# SMS-1 Update to 2.1.3



## altahometheatre (Oct 18, 2008)

I recently purchased a SMS-1 that never had the firmware updated to 2.1.3. I tried to do it last night and it appeared everything was successful. SMS-1 screen was flashing and messaged said update was successful.

The problem is that when I look at the version on the main menu, it still says 2.1

Is that was happens with the update? Or should the menu say 2.1.3

Thanks
Darryl


----------



## altahometheatre (Oct 18, 2008)

I was able to get the SMS-1 updated. 

Although it went through the entire procedure and said update was successful, I still had the old version. 

I was updating with a USB to Serial cable. When I changed to a PC that had a real serial cable, I was able to successfully update.

Darryl


----------



## millerwill (Sep 3, 2007)

Had a similar experience. Unit came with the old (2.1) FW, so I ordered a USB-RS232 hybrid cable from monoprice, and it looked with everything was going to be simple: the update indicated that it went through OK, but it didn't 'take' on the unit; i.e., it still showed the old FW.

The problem was that I needed to load the 'driver' for the USB cable, and unfortunately the disk for this didn't come with the cable. Fortunately a friend, who is a computer guru, came by and was able to find the driver on the internet, load it, and then everything took less than a minute. Happily now at 2.1.3, but I would NEVER have figured this out on my own.

........

■ **Aim of the exercise**
Carry on the forum thread about updating the SMS-1 firmware to 2.1.3 from the point where it stops.

........

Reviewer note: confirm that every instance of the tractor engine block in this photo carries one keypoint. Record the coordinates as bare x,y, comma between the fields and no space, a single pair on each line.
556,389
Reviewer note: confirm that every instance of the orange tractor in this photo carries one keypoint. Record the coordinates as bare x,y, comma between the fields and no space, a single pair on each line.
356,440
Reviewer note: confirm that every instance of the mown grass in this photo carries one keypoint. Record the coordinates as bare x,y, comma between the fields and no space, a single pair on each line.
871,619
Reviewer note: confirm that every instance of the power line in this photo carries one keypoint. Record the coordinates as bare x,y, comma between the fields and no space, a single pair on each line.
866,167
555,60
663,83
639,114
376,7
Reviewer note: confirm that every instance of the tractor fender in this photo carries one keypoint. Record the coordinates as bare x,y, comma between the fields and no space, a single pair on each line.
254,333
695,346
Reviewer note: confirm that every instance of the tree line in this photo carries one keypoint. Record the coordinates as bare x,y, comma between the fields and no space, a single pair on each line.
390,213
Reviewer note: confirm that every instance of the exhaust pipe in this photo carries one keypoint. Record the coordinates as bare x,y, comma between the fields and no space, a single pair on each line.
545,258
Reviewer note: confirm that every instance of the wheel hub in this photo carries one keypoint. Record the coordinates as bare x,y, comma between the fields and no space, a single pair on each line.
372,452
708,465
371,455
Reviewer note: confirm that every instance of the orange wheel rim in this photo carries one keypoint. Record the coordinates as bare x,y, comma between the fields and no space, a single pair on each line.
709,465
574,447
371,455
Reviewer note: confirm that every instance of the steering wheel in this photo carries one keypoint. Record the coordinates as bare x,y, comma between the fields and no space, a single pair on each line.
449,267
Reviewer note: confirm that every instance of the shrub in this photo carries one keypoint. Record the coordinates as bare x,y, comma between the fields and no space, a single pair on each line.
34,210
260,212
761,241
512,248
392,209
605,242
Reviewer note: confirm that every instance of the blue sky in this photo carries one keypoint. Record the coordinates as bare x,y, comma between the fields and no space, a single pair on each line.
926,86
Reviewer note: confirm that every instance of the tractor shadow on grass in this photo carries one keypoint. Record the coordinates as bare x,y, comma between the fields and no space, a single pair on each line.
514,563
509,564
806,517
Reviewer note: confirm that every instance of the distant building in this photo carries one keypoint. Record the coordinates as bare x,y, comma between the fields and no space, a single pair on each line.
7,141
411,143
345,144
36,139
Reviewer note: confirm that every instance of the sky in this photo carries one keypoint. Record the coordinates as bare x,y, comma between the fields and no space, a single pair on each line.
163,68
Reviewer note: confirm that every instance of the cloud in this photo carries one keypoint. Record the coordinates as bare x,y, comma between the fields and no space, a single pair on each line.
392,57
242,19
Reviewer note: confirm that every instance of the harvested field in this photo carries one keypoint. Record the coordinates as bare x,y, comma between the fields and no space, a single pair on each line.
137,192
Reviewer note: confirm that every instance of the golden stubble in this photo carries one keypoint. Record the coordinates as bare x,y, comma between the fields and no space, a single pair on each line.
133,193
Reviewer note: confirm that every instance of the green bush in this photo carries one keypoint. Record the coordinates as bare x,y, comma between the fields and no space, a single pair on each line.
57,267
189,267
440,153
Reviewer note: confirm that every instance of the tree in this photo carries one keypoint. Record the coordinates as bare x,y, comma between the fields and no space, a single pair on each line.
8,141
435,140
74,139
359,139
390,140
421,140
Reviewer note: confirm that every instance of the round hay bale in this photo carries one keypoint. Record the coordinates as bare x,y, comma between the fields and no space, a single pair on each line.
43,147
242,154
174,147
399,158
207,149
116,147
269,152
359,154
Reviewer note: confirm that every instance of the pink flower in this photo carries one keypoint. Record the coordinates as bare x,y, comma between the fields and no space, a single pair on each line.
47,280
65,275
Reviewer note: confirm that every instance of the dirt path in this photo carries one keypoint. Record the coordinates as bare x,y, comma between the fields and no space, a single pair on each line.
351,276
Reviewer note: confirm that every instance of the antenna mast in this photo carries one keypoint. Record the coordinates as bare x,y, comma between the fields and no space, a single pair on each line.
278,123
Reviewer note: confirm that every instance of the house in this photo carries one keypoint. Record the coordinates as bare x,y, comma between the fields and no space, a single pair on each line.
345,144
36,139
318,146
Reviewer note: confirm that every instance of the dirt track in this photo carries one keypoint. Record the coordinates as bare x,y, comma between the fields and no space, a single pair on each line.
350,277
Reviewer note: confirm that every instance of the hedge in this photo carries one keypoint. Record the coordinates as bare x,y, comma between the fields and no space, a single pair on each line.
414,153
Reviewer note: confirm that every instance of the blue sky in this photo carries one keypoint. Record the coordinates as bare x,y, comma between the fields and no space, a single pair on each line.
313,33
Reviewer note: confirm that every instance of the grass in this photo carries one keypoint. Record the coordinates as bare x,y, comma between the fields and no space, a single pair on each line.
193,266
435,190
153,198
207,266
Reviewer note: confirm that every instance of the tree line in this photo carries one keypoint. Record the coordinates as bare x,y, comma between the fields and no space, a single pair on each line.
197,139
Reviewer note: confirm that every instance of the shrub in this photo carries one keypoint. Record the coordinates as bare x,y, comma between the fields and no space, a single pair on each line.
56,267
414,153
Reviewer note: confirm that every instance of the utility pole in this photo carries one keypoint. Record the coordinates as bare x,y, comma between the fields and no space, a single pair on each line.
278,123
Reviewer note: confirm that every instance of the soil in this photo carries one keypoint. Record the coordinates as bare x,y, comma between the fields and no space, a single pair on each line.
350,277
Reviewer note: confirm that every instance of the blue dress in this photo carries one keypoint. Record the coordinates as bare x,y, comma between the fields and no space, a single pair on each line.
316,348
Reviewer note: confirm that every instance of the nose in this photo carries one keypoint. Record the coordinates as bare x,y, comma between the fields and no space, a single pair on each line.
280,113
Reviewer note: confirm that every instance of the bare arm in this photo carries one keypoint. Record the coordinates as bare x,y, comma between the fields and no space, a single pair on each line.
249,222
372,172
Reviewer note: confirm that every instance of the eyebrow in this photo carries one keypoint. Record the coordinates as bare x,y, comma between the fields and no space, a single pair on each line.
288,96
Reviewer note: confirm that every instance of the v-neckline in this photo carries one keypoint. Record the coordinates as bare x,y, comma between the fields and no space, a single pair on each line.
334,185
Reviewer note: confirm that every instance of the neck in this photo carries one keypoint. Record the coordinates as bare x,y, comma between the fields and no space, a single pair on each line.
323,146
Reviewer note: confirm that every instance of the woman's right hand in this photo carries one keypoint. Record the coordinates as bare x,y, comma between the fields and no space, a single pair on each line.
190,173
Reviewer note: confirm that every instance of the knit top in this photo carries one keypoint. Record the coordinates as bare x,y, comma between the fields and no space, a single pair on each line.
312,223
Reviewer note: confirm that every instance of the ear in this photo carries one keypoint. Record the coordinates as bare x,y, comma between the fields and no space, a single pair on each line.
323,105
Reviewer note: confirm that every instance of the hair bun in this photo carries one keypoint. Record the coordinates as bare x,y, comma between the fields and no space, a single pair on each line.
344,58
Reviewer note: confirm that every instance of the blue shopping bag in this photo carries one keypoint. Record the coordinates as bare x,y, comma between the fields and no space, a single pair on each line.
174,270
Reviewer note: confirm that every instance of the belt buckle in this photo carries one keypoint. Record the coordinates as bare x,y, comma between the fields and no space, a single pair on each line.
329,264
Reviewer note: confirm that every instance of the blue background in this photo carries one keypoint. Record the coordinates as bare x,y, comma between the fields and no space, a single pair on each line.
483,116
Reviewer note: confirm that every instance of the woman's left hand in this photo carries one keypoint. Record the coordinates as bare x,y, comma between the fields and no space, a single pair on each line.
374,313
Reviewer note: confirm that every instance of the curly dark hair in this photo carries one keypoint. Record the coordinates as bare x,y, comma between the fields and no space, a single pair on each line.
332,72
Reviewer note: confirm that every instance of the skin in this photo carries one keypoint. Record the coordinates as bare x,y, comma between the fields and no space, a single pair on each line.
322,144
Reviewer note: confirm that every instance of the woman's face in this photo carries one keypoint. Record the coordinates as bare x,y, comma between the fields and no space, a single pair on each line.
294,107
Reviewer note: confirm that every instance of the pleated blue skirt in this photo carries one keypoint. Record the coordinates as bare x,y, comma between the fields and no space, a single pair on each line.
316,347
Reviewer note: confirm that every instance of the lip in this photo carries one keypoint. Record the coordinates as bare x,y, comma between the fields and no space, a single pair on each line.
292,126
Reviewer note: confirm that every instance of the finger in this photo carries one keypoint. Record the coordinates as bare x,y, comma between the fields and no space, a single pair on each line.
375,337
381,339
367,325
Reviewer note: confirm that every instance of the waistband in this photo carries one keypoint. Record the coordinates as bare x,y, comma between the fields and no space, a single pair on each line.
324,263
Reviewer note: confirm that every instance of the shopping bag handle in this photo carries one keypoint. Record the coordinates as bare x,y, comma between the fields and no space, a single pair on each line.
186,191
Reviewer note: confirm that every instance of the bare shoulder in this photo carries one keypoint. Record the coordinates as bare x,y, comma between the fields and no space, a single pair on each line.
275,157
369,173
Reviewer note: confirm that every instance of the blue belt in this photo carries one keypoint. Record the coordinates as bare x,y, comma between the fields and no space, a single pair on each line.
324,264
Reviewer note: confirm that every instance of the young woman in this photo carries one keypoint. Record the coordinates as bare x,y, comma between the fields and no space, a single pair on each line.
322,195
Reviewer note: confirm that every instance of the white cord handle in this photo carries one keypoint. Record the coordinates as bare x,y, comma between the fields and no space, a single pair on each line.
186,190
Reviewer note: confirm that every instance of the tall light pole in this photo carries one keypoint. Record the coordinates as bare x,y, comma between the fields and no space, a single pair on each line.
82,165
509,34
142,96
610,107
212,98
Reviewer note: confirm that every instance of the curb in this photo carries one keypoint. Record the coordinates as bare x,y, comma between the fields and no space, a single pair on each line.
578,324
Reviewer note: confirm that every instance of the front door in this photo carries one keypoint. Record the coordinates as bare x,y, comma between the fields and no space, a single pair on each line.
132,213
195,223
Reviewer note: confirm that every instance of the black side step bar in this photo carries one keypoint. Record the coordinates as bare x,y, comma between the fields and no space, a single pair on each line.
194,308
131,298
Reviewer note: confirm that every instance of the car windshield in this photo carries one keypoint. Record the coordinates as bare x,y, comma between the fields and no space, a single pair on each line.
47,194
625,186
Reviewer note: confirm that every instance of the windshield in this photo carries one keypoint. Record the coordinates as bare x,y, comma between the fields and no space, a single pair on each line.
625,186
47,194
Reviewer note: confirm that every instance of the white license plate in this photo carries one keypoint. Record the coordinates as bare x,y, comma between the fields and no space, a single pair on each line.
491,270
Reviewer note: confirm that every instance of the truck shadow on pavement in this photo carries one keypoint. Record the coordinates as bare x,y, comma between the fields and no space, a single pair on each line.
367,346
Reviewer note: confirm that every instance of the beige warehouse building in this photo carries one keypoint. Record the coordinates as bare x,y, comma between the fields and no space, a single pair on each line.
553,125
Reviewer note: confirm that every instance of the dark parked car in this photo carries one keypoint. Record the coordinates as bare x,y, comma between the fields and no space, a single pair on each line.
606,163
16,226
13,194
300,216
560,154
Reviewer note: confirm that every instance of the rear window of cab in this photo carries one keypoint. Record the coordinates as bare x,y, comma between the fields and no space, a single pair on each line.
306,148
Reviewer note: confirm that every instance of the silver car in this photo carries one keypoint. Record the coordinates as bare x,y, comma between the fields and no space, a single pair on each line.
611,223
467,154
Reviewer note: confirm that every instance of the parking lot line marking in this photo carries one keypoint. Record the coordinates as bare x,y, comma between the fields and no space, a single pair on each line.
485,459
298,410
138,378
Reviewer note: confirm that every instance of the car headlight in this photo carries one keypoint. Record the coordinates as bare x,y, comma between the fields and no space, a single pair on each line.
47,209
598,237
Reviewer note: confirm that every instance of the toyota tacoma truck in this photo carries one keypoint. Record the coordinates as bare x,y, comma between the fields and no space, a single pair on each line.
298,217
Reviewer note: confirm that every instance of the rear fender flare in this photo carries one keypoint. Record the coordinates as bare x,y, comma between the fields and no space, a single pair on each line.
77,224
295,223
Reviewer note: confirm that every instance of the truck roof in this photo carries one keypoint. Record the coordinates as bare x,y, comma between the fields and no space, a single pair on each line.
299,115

........

■ **Answer to this exercise**
----------



## dvboy (Feb 7, 2009)

millerwill said:


> Had a similar experience. Unit came with the old (2.1) FW, so I ordered a USB-RS232 hybrid cable from monoprice, and it looked with everything was going to be simple: the update indicated that it went through OK, but it didn't 'take' on the unit; i.e., it still showed the old FW.
> 
> The problem was that I needed to load the 'driver' for the USB cable, and unfortunately the disk for this didn't come with the cable. Fortunately a friend, who is a computer guru, came by and was able to find the driver on the internet, load it, and then everything took less than a minute. Happily now at 2.1.3, but I would NEVER have figured this out on my own.


LOL.....I had the exact same problem,didn't realize the cable needed a driver to make it work,tried for a couple hours:scratch:Finally a friend took all of 5 minutes to get it done.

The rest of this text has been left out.